(Rows)

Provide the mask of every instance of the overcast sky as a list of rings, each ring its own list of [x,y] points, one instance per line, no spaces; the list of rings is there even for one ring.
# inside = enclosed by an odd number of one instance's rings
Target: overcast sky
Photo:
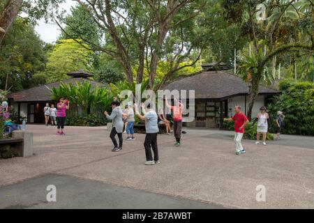
[[[72,0],[66,0],[65,3],[61,4],[59,8],[70,12],[71,6],[76,5],[76,2]],[[38,21],[38,24],[35,27],[35,30],[40,36],[40,38],[46,43],[53,43],[57,40],[61,31],[59,26],[54,23],[46,24],[45,20]]]

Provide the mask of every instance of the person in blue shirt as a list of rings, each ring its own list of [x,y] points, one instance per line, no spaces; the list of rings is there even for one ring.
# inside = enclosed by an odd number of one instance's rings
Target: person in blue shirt
[[[136,105],[135,107],[137,107]],[[137,111],[136,111],[136,114],[140,119],[145,121],[146,136],[144,142],[146,155],[145,165],[158,164],[160,162],[159,162],[157,145],[157,134],[159,132],[157,114],[151,109],[150,104],[147,105],[147,109],[144,109],[144,105],[142,105],[142,110],[144,116],[141,115]],[[154,159],[151,154],[151,148],[154,152]]]

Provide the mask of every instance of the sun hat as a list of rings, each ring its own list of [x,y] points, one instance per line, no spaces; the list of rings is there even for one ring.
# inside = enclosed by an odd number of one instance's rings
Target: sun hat
[[[267,109],[266,109],[266,107],[264,106],[262,106],[260,107],[260,110],[265,110],[266,111]]]

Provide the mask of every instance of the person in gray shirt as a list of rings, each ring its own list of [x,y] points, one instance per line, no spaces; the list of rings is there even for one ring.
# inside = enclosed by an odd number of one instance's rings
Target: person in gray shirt
[[[110,132],[110,139],[114,144],[112,152],[119,152],[122,151],[123,138],[122,132],[124,130],[124,122],[122,121],[122,110],[120,107],[120,102],[118,101],[113,101],[111,102],[112,107],[112,112],[110,115],[107,112],[105,112],[105,116],[107,118],[112,120],[112,129]],[[119,147],[115,138],[116,134],[119,137]]]
[[[135,140],[133,130],[135,119],[134,118],[134,110],[133,107],[132,105],[126,106],[126,109],[124,110],[124,116],[125,117],[127,117],[126,132],[126,134],[128,134],[128,137],[126,137],[126,140]]]
[[[135,105],[137,107],[137,106]],[[144,116],[142,116],[139,112],[136,112],[137,117],[143,121],[145,121],[146,136],[144,142],[144,147],[145,148],[146,162],[145,165],[154,165],[155,164],[160,164],[158,157],[158,148],[157,145],[157,134],[159,129],[157,123],[158,118],[156,112],[151,109],[151,105],[149,104],[147,108],[144,109],[142,105]],[[151,148],[154,152],[154,159],[151,154]]]

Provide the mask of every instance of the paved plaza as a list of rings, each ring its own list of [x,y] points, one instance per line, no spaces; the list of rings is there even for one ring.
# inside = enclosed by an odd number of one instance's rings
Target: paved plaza
[[[0,160],[0,208],[314,208],[314,137],[244,140],[237,156],[232,132],[186,129],[180,148],[158,135],[161,164],[145,166],[144,134],[112,153],[106,127],[27,130],[34,155]],[[46,201],[48,185],[57,202]]]

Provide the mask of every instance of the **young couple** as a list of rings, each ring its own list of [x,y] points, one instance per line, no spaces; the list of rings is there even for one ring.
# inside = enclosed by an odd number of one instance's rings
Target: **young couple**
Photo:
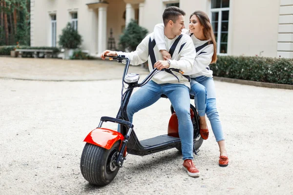
[[[215,62],[217,59],[211,25],[207,14],[199,11],[190,16],[189,30],[184,29],[185,14],[177,7],[167,7],[163,14],[164,24],[157,24],[154,32],[147,35],[135,51],[124,53],[106,50],[102,54],[101,58],[105,59],[105,56],[123,55],[134,65],[148,60],[150,71],[155,68],[160,70],[173,68],[184,71],[184,75],[173,72],[179,81],[173,75],[165,71],[155,75],[151,80],[131,96],[127,112],[132,122],[134,113],[155,103],[162,94],[167,96],[178,119],[183,168],[188,176],[197,177],[200,172],[192,161],[193,127],[189,92],[195,96],[195,103],[200,115],[201,136],[206,139],[209,136],[206,114],[220,148],[219,165],[228,166],[229,159],[216,107],[212,71],[209,68],[209,64]]]

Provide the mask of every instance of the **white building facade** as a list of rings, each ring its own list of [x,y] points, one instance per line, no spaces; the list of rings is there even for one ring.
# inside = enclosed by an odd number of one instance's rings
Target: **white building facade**
[[[186,12],[187,28],[194,11],[207,13],[219,55],[293,58],[293,0],[31,0],[31,45],[58,46],[69,22],[82,48],[97,55],[110,49],[109,40],[118,46],[131,19],[152,32],[168,6]]]

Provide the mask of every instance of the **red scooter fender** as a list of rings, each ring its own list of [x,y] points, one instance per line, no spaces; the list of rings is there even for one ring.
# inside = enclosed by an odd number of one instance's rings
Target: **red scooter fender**
[[[124,136],[119,132],[111,129],[97,128],[86,136],[84,141],[109,150],[119,140],[124,139]]]

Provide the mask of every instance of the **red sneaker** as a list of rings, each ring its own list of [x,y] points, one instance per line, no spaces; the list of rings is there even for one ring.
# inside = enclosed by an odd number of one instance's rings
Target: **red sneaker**
[[[192,162],[192,160],[187,159],[183,162],[183,169],[187,171],[187,174],[190,176],[197,177],[200,175],[199,171],[196,169],[195,166]]]
[[[229,163],[229,159],[227,156],[220,156],[219,160],[219,166],[220,167],[227,167]]]
[[[199,129],[200,136],[204,139],[208,139],[209,137],[209,129]]]

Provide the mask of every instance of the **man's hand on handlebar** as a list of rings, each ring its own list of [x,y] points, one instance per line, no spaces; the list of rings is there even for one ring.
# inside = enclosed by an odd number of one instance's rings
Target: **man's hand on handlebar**
[[[160,50],[160,52],[162,54],[164,58],[164,59],[167,60],[168,59],[171,59],[171,54],[169,53],[167,50]],[[166,59],[165,59],[167,58]]]
[[[105,57],[105,56],[117,56],[117,54],[114,51],[105,50],[102,53],[101,55],[101,58],[103,59],[105,59],[105,58],[106,58]]]
[[[168,68],[170,67],[170,64],[167,61],[158,60],[154,64],[154,67],[157,68],[157,69],[162,70],[163,68]]]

(What is asked) Return the lines beginning at the one that contains "Provide the mask of every instance of the **red scooter" and continuing through the last line of the data, exactly as they stand and without any others.

(Solution to the exercise)
Provide the mask of every instance of the **red scooter fender** as a list of rings, each ring its own list of [x,y] points, one instance per line, no spaces; the list of rings is there even for one ring.
# inside = enclosed by an odd number of one instance's rings
Target: **red scooter fender**
[[[124,136],[119,132],[111,129],[97,128],[86,136],[84,141],[109,150],[119,140],[124,139]]]

Provide the mask of every instance of the **red sneaker** as a list of rings, each ring its own list of [x,y] points, one instance per line, no spaces; the list of rings is there even for one ring.
# inside = enclosed by an odd number of one instance's rings
Target: **red sneaker**
[[[192,162],[192,160],[187,159],[183,162],[183,169],[187,171],[187,174],[190,176],[197,177],[200,175],[199,171],[196,169],[195,166]]]
[[[229,163],[229,159],[227,156],[220,156],[219,160],[219,166],[220,167],[227,167]]]
[[[199,129],[200,136],[204,139],[208,139],[209,137],[209,129]]]

Provide the mask of every instance of the **man's hand on handlebar** as a list of rings, each ring its own list of [x,y] points, one instance per line, no spaces; the list of rings is there even for one ring.
# inside = enclosed by an odd number of one instance's rings
Target: **man's hand on handlebar**
[[[160,50],[160,52],[162,54],[164,58],[164,59],[167,60],[168,59],[171,59],[171,54],[169,53],[167,50]],[[166,59],[165,59],[167,58]]]
[[[105,57],[105,56],[117,56],[117,54],[114,51],[105,50],[102,53],[101,55],[101,58],[103,59],[105,59],[105,58],[106,58]]]
[[[168,68],[170,67],[170,64],[167,61],[158,60],[154,64],[154,67],[157,68],[157,69],[162,70],[163,68]]]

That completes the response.